- To do -
Can you extract the entire passage on Cambyses II and reproduce it word for word?

Cambyses II was ruler of ancient Persia from 529-522 BC. You have likely never heard of him, but he is famous because in history for one characteristic. During his reign he invaded Egypt and declared himself Pharaoh. He was a ruthless, angry and arrogant man. From the throne of Egypt he then set his sights on invading Ethiopia and sent spies into the land to discover their weaknesses.

The spies brought gifts to the Ethiopian king, and struck up a conversation about trade, but the king was not fooled by their ploy. Instead the king presented them with a huge bow and told them that the Persians should attack when they could muster enough strength to draw the bow as powerfully as he could. Until then they should stay away and thank the gods that their lives were spared. The Ethiopian king was not intimidated. As a final dig at the Persians, the king mentioned that their leader Cambyses would live longer if he stopped eating so badly. Word had gotten to Ethiopia that he was pudgy. The spies went back and reported on the confidence of the Ethiopians.

An engraving from the Middle Ages called “the lost army” is a depiction of Cambyses II ill-fated drive into Ethiopia, where his starving men ate each other so that some could survive.

Data records
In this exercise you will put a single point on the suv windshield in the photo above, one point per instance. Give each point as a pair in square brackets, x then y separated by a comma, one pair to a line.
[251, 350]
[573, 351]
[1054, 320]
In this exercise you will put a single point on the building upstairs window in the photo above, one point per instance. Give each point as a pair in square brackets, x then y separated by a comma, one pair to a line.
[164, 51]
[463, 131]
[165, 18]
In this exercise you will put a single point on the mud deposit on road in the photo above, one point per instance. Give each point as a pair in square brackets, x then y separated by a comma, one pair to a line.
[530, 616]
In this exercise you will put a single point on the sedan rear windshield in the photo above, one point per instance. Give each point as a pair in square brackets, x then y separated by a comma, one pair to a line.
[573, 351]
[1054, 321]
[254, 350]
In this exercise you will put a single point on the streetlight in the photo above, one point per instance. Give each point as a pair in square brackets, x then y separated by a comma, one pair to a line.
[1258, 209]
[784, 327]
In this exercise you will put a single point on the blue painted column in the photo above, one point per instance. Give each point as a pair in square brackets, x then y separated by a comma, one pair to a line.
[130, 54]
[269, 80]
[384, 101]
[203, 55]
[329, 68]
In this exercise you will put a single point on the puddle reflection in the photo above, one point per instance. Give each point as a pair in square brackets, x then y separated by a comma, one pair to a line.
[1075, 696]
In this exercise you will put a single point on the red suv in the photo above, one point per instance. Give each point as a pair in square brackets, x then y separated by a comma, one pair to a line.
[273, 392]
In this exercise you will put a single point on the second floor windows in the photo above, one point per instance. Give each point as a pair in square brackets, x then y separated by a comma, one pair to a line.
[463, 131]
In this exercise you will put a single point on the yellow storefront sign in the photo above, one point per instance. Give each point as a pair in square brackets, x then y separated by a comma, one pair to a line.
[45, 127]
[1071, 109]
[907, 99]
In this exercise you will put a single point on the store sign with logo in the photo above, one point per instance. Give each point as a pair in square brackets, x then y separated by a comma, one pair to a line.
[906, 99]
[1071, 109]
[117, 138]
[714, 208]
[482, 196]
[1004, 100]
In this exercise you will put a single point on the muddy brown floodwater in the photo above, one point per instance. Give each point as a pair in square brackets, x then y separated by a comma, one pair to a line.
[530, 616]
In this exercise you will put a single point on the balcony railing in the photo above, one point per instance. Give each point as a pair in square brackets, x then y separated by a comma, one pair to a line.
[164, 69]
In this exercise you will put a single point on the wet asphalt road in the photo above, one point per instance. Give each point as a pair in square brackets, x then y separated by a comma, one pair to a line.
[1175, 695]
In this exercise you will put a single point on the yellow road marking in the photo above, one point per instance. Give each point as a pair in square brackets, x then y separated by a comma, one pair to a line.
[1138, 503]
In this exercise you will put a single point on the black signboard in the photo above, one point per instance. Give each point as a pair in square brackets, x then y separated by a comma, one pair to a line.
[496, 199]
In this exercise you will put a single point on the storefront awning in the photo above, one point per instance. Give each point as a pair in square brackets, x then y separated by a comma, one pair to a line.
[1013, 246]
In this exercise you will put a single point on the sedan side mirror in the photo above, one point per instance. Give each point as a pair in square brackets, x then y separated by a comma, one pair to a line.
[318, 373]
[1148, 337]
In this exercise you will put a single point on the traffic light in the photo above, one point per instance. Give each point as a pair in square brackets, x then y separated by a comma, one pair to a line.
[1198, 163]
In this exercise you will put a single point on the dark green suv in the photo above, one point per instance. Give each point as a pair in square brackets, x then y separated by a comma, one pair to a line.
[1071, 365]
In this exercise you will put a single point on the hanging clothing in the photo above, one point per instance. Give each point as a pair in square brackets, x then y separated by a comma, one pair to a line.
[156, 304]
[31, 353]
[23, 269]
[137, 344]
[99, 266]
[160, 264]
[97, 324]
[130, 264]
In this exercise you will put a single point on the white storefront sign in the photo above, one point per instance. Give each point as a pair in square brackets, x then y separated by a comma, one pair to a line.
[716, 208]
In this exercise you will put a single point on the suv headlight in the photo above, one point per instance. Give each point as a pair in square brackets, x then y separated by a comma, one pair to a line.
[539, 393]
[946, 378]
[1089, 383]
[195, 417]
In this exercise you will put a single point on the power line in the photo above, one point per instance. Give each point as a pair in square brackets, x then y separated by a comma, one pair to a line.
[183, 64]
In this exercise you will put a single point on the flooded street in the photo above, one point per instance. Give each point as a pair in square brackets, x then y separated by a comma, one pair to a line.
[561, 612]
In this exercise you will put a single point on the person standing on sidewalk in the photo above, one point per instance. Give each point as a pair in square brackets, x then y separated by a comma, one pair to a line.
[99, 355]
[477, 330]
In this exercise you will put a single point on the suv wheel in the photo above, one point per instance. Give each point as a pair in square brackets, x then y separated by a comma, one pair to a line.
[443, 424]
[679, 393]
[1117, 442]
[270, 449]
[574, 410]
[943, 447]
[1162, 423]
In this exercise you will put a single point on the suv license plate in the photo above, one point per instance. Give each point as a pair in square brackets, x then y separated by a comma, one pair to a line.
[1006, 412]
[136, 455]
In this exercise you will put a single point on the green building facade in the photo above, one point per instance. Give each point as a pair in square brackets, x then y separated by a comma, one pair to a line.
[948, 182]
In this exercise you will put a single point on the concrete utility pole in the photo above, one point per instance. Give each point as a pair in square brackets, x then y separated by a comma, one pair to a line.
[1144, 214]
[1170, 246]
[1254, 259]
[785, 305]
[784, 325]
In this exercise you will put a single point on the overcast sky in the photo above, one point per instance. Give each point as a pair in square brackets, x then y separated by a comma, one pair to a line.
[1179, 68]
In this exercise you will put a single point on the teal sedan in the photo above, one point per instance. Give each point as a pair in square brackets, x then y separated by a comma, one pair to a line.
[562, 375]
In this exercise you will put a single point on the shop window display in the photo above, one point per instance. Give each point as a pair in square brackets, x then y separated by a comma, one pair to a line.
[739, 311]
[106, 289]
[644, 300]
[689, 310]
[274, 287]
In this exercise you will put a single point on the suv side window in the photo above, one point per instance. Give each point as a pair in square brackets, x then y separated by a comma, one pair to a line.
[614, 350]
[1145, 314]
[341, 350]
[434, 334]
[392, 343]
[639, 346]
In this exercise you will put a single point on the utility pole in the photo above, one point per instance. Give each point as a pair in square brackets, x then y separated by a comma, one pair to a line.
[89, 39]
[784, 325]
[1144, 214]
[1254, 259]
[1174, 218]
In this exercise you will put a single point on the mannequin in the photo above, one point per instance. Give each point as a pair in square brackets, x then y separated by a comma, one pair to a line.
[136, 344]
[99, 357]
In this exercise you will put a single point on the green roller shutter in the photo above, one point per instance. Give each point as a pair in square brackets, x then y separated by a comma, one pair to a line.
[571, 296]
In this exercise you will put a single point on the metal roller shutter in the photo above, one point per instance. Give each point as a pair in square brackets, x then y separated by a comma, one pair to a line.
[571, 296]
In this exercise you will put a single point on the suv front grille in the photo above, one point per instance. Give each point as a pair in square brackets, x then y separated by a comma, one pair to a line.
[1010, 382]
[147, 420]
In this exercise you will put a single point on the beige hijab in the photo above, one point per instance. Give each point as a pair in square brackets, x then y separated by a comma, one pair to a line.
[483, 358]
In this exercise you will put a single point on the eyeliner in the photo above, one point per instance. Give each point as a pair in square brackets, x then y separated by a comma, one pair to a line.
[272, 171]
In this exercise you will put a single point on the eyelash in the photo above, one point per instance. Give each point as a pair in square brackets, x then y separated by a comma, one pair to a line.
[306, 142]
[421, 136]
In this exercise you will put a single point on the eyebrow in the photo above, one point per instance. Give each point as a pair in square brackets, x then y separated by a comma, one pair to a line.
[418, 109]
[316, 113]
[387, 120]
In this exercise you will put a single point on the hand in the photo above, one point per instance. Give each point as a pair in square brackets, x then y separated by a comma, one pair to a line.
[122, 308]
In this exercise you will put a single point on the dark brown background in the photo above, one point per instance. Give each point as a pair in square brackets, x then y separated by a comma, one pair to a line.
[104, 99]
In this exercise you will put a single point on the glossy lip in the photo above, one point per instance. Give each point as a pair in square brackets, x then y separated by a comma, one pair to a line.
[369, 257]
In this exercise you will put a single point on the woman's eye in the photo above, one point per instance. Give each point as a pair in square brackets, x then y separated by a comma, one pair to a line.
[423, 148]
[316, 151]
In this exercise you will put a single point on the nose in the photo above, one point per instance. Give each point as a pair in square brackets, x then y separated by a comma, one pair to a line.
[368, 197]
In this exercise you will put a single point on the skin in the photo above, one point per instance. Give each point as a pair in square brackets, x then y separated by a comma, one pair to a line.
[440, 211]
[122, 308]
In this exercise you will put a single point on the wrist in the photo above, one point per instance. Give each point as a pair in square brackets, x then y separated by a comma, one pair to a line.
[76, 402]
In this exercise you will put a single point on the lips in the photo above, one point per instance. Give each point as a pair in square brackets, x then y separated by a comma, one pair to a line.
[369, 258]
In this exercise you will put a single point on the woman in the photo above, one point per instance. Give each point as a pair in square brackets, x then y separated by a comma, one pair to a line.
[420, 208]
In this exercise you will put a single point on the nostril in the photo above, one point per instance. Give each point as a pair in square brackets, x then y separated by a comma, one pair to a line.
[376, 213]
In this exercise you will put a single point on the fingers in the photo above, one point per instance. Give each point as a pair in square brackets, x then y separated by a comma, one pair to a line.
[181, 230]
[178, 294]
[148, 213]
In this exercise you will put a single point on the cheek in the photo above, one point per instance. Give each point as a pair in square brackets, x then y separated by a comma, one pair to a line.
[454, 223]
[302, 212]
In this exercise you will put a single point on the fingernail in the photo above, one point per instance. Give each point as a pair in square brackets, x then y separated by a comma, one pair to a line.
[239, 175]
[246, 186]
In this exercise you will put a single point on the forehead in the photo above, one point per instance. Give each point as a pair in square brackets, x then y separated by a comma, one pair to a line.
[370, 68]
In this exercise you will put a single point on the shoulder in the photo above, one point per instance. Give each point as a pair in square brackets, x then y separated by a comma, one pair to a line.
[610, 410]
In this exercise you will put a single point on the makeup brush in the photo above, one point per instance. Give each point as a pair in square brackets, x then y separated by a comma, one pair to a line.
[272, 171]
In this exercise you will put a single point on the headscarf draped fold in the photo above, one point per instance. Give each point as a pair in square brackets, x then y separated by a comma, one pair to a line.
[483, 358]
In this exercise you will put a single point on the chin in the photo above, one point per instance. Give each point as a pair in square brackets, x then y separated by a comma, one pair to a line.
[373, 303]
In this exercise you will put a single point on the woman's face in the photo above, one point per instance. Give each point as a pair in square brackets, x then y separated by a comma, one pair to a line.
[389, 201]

- The reply -
Cambyses II was ruler of ancient Persia from 529-522 BC. You have likely never heard of him, but he is famous because in history for one characteristic. During his reign he invaded Egypt and declared himself Pharaoh. He was a ruthless, angry and arrogant man. From the throne of Egypt he then set his sights on invading Ethiopia and sent spies into the land to discover their weaknesses.

The spies brought gifts to the Ethiopian king, and struck up a conversation about trade, but the king was not fooled by their ploy. Instead the king presented them with a huge bow and told them that the Persians should attack when they could muster enough strength to draw the bow as powerfully as he could. Until then they should stay away and thank the gods that their lives were spared. The Ethiopian king was not intimidated. As a final dig at the Persians, the king mentioned that their leader Cambyses would live longer if he stopped eating so badly. Word had gotten to Ethiopia that he was pudgy. The spies went back and reported on the confidence of the Ethiopians.

An engraving from the Middle Ages called “the lost army” is a depiction of Cambyses II ill-fated drive into Ethiopia, where his starving men ate each other so that some could survive.